## PASSAGE TO READ
================================

SPACE WIRE
US bombs target Saddam and sons
AS SALIYAH, Qatar (AFP) Apr 08, 2003
US forces made a new bid to take out Saddam Hussein directly, dropping four massive bombs to obliterate a building thought to contain the Iraqi leader and his sons, officials said Tuesday.

There was no word on Saddam's fate after the B-1 bomber strike Monday on a residential neighborhood of Bagdhad, part of a campaign of increasingly personal attacks targeting him, close aides and symbols of his 24-year rule.

The US television news channel MSNBC quoted US officials as saying they believed Saddam and his two sons may have been killed. But Pentagon officials would not confirm the report.

"We just don't know who might have been killed," one Washington official said after the assault with four 2,000-pound (900-kilogram) bunker-busting bombs in Baghdad's al-Mansur section.

"Obviously we hope that some part of the leadership was taken out of action, but we don't know at this point who might have been there at the time the ordnance arrived," said the official, who asked not to be named.

Witnesses reported that at least 14 civilians were killed by a bomb Monday that destroyed four houses in al-Mansur and left a crater eight metersfeet) deep and 15 meters wide off a main commercial artery.

As US troops fanned out further across Baghdad on Tuesday, American warplanes kept up the attack on Saddam's Republican Palace while fierce fighting raged inside the vast complex.

The bombing Monday was the second attempt by US forces to kill Saddam with a single blow in the 19-day-old offensive aimed at toppling him and ridding the country of its suspected nuclear, chemical and biological arms.

The invasion kicked off March 20 with a surprise attack by US F-117 stealth fighters on a Baghdad compound where Saddam and his senior aides were believed to have gathered. The Iraqi leader survived the strike.

================================

(Stored data entries)

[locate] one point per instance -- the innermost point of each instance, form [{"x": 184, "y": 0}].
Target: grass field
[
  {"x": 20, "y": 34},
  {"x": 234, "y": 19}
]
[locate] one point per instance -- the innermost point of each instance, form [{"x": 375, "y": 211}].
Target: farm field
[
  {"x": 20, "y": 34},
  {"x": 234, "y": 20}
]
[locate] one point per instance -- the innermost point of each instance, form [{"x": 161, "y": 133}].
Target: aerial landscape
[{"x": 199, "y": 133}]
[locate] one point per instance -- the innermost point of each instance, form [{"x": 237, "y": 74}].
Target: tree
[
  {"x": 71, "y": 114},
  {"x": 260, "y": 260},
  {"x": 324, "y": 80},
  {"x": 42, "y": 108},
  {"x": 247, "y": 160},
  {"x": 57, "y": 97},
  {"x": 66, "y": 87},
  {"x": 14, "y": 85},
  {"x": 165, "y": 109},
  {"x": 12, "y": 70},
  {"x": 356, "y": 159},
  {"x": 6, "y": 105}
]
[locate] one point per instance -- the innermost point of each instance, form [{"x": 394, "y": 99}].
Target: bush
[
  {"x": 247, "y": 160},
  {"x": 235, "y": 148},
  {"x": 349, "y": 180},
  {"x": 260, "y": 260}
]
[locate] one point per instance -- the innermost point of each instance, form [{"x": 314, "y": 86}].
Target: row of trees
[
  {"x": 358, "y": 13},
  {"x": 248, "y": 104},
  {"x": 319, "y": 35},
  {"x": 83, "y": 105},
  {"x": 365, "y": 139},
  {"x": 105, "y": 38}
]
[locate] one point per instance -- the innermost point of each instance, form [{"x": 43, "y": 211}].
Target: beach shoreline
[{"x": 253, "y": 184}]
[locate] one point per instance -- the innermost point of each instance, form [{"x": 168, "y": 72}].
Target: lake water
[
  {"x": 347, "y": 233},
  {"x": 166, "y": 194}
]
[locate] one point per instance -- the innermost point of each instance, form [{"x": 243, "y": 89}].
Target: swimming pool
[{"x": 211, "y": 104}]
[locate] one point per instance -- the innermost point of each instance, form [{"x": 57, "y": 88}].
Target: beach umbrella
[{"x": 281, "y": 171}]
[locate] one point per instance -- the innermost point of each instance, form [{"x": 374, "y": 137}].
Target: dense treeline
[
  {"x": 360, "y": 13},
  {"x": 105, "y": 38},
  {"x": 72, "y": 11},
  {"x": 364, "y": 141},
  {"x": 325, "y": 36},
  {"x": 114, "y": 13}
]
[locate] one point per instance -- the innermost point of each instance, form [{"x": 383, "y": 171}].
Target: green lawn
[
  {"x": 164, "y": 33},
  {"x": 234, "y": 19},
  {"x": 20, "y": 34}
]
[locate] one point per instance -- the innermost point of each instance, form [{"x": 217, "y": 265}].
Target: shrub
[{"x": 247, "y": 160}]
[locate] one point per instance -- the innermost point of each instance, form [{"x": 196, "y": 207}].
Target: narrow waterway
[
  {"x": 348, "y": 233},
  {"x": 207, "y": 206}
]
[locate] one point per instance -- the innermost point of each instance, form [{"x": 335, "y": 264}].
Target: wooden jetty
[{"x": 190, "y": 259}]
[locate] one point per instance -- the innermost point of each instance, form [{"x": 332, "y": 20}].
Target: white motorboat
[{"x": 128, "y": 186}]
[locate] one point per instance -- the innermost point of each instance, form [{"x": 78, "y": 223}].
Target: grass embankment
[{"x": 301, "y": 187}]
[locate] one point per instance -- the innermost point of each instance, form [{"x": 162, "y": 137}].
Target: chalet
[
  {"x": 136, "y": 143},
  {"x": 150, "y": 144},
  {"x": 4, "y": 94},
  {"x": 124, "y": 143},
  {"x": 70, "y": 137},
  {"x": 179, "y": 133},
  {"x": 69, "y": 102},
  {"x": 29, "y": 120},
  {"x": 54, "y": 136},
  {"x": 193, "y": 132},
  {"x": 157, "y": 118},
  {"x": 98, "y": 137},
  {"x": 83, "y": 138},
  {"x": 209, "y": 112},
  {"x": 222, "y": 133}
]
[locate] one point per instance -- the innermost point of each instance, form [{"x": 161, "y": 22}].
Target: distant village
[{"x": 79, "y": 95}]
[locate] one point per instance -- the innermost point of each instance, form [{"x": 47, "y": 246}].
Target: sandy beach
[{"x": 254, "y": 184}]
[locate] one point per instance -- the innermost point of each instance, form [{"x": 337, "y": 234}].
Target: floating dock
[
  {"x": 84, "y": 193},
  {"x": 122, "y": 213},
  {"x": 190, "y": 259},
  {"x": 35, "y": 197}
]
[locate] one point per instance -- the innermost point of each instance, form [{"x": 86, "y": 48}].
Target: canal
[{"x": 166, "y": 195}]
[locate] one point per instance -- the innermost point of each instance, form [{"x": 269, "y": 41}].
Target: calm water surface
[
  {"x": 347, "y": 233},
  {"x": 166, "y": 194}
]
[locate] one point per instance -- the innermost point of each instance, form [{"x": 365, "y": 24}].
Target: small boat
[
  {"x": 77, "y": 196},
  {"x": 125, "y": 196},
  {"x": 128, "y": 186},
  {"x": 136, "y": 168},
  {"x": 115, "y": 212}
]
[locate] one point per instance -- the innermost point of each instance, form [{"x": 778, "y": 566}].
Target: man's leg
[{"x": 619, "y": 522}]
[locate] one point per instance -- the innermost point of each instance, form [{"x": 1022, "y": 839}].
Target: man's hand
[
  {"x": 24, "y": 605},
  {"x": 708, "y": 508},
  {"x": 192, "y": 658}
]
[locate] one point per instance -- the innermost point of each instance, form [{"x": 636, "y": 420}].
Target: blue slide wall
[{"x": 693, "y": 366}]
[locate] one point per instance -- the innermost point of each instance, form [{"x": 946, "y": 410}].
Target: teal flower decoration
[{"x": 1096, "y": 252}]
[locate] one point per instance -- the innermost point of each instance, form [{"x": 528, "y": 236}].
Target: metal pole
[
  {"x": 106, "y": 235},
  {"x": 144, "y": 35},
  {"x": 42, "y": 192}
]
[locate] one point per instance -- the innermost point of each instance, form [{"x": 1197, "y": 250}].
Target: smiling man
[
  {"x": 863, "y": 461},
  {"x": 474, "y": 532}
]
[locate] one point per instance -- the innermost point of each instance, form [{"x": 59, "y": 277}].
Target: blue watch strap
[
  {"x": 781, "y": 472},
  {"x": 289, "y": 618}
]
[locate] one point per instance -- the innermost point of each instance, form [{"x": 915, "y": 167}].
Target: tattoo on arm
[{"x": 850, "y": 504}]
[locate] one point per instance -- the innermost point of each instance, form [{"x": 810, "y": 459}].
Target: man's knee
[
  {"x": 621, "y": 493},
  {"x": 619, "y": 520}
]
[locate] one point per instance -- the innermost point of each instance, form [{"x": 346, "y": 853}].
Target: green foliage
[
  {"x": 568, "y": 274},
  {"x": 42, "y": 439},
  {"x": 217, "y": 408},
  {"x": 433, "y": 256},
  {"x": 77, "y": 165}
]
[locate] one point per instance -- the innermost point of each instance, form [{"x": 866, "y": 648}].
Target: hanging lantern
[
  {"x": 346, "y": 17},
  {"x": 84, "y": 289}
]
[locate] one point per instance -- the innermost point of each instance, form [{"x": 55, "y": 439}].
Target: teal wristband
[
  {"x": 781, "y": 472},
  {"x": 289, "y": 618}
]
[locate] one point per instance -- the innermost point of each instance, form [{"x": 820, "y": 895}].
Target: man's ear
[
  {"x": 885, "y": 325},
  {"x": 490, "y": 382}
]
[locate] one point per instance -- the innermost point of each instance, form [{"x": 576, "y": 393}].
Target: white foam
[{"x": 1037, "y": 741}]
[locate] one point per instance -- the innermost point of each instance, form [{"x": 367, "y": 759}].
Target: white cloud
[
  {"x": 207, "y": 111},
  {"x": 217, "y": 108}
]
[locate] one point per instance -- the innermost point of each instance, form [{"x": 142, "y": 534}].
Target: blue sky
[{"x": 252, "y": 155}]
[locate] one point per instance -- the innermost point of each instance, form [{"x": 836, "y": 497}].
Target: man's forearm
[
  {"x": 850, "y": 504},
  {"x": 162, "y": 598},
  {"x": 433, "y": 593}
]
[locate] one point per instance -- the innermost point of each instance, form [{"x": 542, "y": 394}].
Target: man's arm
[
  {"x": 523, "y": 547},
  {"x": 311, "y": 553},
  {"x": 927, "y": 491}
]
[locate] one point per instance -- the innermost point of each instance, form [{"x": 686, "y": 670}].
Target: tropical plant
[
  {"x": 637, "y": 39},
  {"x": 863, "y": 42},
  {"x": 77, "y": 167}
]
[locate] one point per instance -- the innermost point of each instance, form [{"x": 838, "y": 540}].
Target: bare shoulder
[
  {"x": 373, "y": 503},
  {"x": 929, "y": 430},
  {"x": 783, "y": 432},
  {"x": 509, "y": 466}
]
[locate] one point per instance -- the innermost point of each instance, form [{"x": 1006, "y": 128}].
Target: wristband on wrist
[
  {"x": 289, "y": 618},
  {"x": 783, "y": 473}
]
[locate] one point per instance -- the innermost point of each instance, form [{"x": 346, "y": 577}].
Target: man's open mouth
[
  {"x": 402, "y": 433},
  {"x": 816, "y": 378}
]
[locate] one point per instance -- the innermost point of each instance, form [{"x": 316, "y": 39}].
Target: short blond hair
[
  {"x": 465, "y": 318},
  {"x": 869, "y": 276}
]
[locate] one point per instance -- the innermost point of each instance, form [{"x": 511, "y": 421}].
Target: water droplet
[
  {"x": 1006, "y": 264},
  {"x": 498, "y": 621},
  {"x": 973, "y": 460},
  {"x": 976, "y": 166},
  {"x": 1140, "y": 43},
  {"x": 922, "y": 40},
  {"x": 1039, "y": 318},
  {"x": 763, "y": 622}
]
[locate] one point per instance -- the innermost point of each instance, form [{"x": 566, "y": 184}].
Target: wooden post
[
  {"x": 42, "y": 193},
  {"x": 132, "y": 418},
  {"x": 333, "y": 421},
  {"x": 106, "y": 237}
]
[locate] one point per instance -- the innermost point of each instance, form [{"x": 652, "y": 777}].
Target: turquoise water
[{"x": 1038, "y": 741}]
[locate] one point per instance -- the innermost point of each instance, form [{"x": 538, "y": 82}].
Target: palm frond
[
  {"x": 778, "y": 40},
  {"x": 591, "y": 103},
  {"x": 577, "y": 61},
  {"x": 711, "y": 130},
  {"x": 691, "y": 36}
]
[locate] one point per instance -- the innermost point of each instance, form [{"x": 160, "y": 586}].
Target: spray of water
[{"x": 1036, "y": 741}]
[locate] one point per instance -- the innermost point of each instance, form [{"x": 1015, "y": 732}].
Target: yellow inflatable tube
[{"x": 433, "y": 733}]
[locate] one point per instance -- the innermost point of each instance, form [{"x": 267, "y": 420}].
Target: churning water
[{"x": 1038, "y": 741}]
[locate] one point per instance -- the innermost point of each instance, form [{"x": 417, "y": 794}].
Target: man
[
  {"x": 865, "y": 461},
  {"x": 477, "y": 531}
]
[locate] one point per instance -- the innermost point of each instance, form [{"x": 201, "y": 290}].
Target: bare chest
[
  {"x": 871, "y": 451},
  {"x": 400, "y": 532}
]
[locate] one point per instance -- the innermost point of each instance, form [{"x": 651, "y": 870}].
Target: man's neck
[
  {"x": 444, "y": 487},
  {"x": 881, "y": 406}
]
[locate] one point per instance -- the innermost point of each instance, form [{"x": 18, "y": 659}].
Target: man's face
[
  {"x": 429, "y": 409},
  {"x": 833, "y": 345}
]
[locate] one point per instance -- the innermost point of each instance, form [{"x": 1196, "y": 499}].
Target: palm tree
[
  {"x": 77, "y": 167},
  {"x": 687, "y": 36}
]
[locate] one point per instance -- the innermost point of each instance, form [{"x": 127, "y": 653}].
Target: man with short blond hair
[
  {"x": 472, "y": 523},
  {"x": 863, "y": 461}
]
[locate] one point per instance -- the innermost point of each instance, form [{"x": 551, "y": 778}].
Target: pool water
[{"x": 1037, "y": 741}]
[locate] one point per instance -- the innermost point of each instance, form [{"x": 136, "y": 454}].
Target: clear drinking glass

================================

## REQUIRED ACTIONS
**1.** In the news report on the bombing aimed at Saddam Hussein, on what date did the invasion begin?
**2.** Please condense the paragraph of the news report on the bombing aimed at Saddam Hussein that begins "The bombing Monday was the second attempt" into one shorter sentence that keeps its main facts.
**3.** Pick up the news report on the bombing aimed at Saddam Hussein after its final sentence and carry it forward.
The entries above come from a different source than the news report.

## YOUR RESPONSES
**1.** March 20.

**2.** Monday's bombing was the second US attempt to kill Saddam with a single blow in the 19-day-old offensive to topple him and rid Iraq of its suspected nuclear, chemical and biological arms.

**3.**
The latest assassination bid came three days after an air raid on the villa of Saddam's notorious aide known as "Chemical Ali" for having ordered a gas attack that killed some 5,000 Kurdish villagers in 1988.

Officials suggested Monday that Ali Hassan al-Majid, Saddam's cousin and long his right-hand man, had been killed in the attack in the southern port city of Basra. But they stopped short of outright confirmation.

Monday's early afternoon attack aimed at Saddam was carried out by a B-1B bomber using precision-guided weapons to strike what the US Central Command here called "a suspected meeting of senior regime leaders."

"There was some intelligence that came in this morning suggesting a number of Iraqi officials, intelligence officials and possibly Saddam and his two sons, were gathered at some building in Baghdad," an official said.

"Central Command had aircraft in the air who were given the coordinates, they dropped some ordnance on the building and destroyed it," said the official, who spoke on condition of anonymity.

The daily USA Today said the target had been under surveillance for three days and the strike was ordered because of "reliable tips from three spies in Baghdad, as well as satellite intercepts of communications."

The Washington Times said the bombs hit a restaurant after sources reported Saddam and Baath Party leaders were meeting with some 30 intelligence officials. Other media described the target as a house.

Shattered glass and concrete covered the sidewalk after Monday's raid, notably in front of the al-Sa'ah restaurant where Saddam made a defiant public appearance Friday after US troops moved to take the main airport southwest of the capital.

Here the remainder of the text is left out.